## BRIEF 1
In one to three sentences, explain why, according to the response on Christian art below, the Reformers rejected icons and statues.

==================================================

A Response to Michael Spencer Concerning Christian Art

Michael Spencer has recently written a post concerning Christian art. It's worth taking a look at.

In short, he's tired of images of Jesus, which portray Him as peaceful, comforting, and always ready to meet your needs. He likens it to a cross between Thomas Kincaid and Precious Moments, and he even calls it "Mountain Dew" spirituality. Hehe. I kinda like that.

Thus, he's decorating his classroom with more images of Christ on the cross. That way, he can preach Christ and him crucified. A noble intent, indeed! He summarizes:

I intend to make the point that this is what God is like. Not some trite admonition to smile and have a nice day, but the suffering of Jesus at the hands of religious and political thugs in a world that is broken, bleeding and full of constant contradiction and despair.

I think Spencer raises a great point! Too often we make our Christianity and our God too soft and cheerful. The concepts of God as King, Judge, or even Boss are far removed from our everyday thinking. I think this has turned many people away from Christianity. Why follow a God who is designed to serve us and brighten our day? Seems rather self-centered and pointless to me.

Thus, I think Spencer is bang on, when he says: A Jesus shaped faith values Jesus and his kingdom in all his different manifestations and accomplishments for us, but it remembers that the REASON the kingdom of God can come into one life or into all of history is because of the cross (emphasis added).

The problem is, however, that pictures of Christ solely on the cross don't tell the whole picture either. This is the biggest problem of Christian art, in general. Photographs and portraits can't grasp the essence of what it means to be human, or even the full the experience of a single human event, no matter how mundane.

How then can an image of Christ capture the essence of Divinity, or even the meaning and emotion of something as graphic, horrendous, and important as the Crucifixion?

This is one of the reasons that the Reformers rejected icons and statues. By attempting to capture divinity with a man-made representation, we inevitably lose divinity in the process. God and His works can't be reduced into something man can understand, let alone replicate.

Thus, replacing pictures that reduce Christianity to "Happy-clappy Christianity of moralism, political rhetoric and cultural conformity," with pictures only of the Crucifixion, doesn't solve the problem. It simply substitutes one form of incomplete Christianity with another.

Indeed, the cross is not the whole story, which Rev. Spencer seems to understand. He wants to use pictures that retell the same story that the Bible tells. Good motivation.

However, the Bible's story includes God's Creation, expulsion of Adam and Eve, judgment against Sodom and Gomorrah, deliverance of Israel out of Egypt, long suffering with the kings of Israel, resurrection of Lazarus, the final judgment, and eternal life in paradise. Why no pictures of these mighty works of God or even an attempt to include some?

Also, why no pictures of Christ as the Good Shepherd, Prince of Peace, or our closest friend? While these may be overemphasized in our culture, they are still part of the story that the Bible tells. That is our God, as much as the crucified Jesus is.

Therefore, while we need to recover an understanding of the horrific and gruesome aspects of Christ's suffering, I suggest that we should neither forget nor abandon our understanding of Christ as gentle, merciful, and compassionate. He is not just those things, as our modern Christianity sometimes suggests, but He is those things, nonetheless.

==================================================

## BRIEF 2
Rescale the listing, starting with the line containing "Class, indicate each instance of the stair" and going on through the end of the listing, both ends included. Reproduce every line, requests unchanged, but multiply each coordinate in the answers by 0.2 and round to whole numbers, with halves rounded up.

==================================================

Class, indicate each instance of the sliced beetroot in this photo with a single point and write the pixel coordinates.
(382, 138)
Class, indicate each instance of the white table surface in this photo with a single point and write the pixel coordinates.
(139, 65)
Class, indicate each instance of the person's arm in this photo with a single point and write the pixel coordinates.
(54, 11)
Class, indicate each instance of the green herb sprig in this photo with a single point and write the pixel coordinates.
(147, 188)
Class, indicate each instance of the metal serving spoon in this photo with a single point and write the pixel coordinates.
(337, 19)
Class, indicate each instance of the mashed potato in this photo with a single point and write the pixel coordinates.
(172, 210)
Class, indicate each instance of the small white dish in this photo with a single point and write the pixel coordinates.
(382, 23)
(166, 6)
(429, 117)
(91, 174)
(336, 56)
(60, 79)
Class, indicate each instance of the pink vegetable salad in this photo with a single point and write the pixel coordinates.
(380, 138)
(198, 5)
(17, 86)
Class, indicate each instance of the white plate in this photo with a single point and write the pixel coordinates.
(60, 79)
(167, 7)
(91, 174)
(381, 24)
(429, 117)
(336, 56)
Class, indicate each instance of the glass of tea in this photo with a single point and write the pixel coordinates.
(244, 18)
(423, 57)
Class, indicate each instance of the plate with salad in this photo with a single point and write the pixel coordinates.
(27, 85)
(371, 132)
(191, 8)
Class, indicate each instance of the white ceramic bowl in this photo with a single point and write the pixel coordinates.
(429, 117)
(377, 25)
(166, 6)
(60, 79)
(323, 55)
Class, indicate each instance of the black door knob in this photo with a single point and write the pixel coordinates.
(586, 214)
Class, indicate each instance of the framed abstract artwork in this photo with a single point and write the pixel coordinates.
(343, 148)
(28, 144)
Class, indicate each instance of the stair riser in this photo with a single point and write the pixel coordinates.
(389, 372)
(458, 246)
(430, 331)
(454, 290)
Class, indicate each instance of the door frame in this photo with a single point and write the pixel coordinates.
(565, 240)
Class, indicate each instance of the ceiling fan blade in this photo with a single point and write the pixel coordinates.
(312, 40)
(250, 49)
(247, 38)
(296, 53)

==================================================

## CORRECT OUTPUT 1
The Reformers rejected icons and statues because trying to capture divinity with a man-made representation inevitably loses divinity in the process. God and His works cannot be reduced to something man can understand, let alone replicate.

## CORRECT OUTPUT 2
Class, indicate each instance of the stair riser in this photo with a single point and write the pixel coordinates.
(78, 74)
(92, 49)
(86, 66)
(91, 58)
Class, indicate each instance of the door frame in this photo with a single point and write the pixel coordinates.
(113, 48)
Class, indicate each instance of the ceiling fan blade in this photo with a single point and write the pixel coordinates.
(62, 8)
(50, 10)
(49, 8)
(59, 11)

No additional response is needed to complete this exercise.